→ EXTRACTED MATERIAL
#####

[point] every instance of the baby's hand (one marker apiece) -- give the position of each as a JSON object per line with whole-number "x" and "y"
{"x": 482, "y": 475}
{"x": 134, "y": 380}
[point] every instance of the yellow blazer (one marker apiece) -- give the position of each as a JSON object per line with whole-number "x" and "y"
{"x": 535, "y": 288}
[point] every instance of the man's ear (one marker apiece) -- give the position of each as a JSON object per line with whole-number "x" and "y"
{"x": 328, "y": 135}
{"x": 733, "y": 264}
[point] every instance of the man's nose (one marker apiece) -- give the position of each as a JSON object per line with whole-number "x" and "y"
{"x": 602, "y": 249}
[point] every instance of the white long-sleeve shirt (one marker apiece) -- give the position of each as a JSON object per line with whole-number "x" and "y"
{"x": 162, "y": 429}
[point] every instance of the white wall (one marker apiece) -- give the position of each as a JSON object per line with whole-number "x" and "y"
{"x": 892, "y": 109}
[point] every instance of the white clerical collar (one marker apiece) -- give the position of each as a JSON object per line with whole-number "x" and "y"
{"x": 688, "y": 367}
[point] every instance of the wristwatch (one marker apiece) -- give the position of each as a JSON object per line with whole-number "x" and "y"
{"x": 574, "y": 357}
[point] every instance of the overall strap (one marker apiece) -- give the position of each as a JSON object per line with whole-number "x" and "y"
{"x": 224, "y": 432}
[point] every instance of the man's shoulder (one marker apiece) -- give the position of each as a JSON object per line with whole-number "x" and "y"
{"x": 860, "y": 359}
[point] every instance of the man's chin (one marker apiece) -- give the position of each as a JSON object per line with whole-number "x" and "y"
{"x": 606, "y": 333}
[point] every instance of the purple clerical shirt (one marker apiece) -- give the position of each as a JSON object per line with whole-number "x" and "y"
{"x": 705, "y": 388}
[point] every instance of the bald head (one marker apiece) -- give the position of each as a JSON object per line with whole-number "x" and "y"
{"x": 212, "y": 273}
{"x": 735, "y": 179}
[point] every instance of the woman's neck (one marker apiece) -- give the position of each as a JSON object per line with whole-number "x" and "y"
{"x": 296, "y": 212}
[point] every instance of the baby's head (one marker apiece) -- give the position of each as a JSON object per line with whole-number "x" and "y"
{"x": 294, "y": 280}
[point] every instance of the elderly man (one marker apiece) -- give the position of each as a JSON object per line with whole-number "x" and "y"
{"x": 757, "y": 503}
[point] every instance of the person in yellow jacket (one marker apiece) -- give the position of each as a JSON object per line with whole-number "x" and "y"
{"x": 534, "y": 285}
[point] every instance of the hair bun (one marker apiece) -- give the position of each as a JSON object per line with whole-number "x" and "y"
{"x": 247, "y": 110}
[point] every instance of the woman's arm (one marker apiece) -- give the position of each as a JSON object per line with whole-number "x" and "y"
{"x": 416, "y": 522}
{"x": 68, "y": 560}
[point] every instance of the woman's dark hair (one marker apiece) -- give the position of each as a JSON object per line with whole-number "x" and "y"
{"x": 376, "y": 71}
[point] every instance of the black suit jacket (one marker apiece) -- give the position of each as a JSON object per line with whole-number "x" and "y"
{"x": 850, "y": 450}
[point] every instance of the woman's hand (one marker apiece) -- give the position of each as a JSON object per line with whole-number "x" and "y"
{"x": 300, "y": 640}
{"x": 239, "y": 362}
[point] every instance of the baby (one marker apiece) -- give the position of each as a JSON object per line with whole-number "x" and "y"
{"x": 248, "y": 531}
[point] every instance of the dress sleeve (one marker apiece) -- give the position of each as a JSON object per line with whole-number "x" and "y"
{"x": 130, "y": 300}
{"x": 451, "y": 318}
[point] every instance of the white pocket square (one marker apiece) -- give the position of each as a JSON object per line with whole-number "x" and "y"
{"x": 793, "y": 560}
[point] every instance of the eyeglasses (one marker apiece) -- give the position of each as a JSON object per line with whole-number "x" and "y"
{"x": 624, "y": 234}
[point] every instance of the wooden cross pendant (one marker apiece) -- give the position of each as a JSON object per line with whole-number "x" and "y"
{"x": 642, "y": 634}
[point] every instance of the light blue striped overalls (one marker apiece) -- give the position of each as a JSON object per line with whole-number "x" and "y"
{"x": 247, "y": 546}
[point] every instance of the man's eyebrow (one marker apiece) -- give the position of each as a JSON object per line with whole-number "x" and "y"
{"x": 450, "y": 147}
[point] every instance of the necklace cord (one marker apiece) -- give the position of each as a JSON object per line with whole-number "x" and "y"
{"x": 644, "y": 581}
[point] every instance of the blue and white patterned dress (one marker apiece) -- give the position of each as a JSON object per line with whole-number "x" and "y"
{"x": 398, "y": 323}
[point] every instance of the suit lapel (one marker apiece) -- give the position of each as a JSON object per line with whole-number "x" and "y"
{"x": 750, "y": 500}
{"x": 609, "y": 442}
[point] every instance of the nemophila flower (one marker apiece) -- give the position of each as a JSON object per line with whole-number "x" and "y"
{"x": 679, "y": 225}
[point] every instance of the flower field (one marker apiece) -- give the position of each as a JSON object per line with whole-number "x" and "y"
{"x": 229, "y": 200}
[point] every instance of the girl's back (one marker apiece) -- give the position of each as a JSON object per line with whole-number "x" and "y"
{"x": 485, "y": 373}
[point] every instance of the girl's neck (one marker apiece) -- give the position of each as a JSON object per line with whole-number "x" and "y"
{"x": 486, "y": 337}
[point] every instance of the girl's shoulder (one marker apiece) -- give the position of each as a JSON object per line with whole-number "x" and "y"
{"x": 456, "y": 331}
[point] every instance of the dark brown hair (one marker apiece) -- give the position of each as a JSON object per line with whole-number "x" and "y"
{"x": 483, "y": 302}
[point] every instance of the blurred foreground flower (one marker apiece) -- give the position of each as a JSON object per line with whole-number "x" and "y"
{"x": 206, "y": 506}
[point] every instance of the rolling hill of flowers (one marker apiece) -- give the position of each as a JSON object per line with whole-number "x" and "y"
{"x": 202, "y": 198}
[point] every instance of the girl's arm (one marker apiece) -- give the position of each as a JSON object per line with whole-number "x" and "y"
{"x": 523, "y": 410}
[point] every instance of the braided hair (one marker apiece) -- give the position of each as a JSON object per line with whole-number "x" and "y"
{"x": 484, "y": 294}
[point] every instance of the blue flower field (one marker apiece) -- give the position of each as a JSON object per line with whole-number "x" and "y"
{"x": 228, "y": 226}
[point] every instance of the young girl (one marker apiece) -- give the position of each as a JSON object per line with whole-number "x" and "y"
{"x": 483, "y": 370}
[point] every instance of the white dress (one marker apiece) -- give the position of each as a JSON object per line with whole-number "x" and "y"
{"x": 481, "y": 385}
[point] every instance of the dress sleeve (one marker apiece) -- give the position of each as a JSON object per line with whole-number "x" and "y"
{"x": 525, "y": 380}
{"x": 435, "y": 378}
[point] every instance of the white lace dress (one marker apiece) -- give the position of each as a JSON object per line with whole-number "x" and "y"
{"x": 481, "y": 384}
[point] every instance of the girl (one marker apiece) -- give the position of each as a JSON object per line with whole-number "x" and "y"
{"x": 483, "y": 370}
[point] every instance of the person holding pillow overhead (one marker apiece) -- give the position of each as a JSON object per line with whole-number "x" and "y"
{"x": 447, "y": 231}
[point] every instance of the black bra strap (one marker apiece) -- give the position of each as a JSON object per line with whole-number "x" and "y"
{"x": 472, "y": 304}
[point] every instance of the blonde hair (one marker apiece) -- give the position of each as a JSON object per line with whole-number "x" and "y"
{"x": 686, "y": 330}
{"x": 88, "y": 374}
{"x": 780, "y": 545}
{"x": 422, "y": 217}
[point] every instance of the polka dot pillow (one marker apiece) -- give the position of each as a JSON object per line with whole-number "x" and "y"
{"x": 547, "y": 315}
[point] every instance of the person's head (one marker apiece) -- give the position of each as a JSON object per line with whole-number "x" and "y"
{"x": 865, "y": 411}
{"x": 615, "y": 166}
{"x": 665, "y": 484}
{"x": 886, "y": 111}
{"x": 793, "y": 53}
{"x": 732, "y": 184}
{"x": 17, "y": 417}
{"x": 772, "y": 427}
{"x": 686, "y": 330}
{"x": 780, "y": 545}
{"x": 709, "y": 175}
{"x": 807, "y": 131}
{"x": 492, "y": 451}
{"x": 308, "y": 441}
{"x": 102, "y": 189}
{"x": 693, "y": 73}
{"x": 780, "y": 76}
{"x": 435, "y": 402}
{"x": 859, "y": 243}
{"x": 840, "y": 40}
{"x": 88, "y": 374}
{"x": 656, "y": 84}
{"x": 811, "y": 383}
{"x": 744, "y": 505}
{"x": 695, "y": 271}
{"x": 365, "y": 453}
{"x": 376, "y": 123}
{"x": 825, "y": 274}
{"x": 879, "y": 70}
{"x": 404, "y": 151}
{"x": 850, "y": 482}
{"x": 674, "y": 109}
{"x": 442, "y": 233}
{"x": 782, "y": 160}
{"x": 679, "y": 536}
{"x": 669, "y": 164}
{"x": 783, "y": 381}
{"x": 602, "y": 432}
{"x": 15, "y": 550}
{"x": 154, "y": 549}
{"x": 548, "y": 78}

#####

→ WHAT IS NEEDED
The required output is the exact sequence of lines from the one containing "[point] every instance of the girl (one" through the end of the listing, both endpoints included.

→ SOLUTION TO THE EXERCISE
[point] every instance of the girl (one marker apiece) -- give the position of each as a JSON object per line with whole-number "x" and "y"
{"x": 483, "y": 370}
[point] every instance of the person holding pillow overhead (one marker apiece) -- give the position of each as a JSON object per line with whole-number "x" and "y"
{"x": 447, "y": 231}
[point] every instance of the black bra strap (one marker apiece) -- give the position of each as a JSON object per line with whole-number "x" and "y"
{"x": 472, "y": 304}
[point] every instance of the blonde hair (one marker apiece) -- give the position of each as a JSON object per line with whole-number "x" and "y"
{"x": 686, "y": 330}
{"x": 88, "y": 374}
{"x": 780, "y": 545}
{"x": 422, "y": 217}
[point] every instance of the polka dot pillow (one marker apiece) -- give the position of each as a JSON object per line with whole-number "x" and "y"
{"x": 547, "y": 315}
[point] every instance of the person's head (one marker apiece) -- give the position of each as a JSON object per line with whole-number "x" and "y"
{"x": 865, "y": 411}
{"x": 615, "y": 166}
{"x": 665, "y": 484}
{"x": 886, "y": 111}
{"x": 793, "y": 53}
{"x": 732, "y": 184}
{"x": 17, "y": 417}
{"x": 772, "y": 427}
{"x": 686, "y": 330}
{"x": 780, "y": 545}
{"x": 709, "y": 175}
{"x": 807, "y": 131}
{"x": 492, "y": 451}
{"x": 308, "y": 441}
{"x": 102, "y": 189}
{"x": 693, "y": 73}
{"x": 780, "y": 76}
{"x": 435, "y": 402}
{"x": 859, "y": 243}
{"x": 840, "y": 40}
{"x": 88, "y": 374}
{"x": 656, "y": 84}
{"x": 811, "y": 383}
{"x": 744, "y": 505}
{"x": 695, "y": 271}
{"x": 365, "y": 453}
{"x": 376, "y": 123}
{"x": 825, "y": 274}
{"x": 879, "y": 70}
{"x": 404, "y": 151}
{"x": 850, "y": 482}
{"x": 674, "y": 109}
{"x": 442, "y": 233}
{"x": 782, "y": 160}
{"x": 679, "y": 536}
{"x": 669, "y": 164}
{"x": 783, "y": 381}
{"x": 602, "y": 432}
{"x": 15, "y": 550}
{"x": 154, "y": 549}
{"x": 548, "y": 78}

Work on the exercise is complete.